Aim:
Convert each line of the data below into a JSON list of strings, one string per line, leaving out any blank lines.

Listed records:
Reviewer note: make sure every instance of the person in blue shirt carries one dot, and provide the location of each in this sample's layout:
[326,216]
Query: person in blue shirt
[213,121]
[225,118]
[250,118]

The output:
[
  "Reviewer note: make sure every instance of the person in blue shirt carries one dot, and provide the location of each in this sample's layout:",
  "[326,216]",
  "Query: person in blue shirt",
  "[213,121]",
  "[225,118]",
  "[250,118]"
]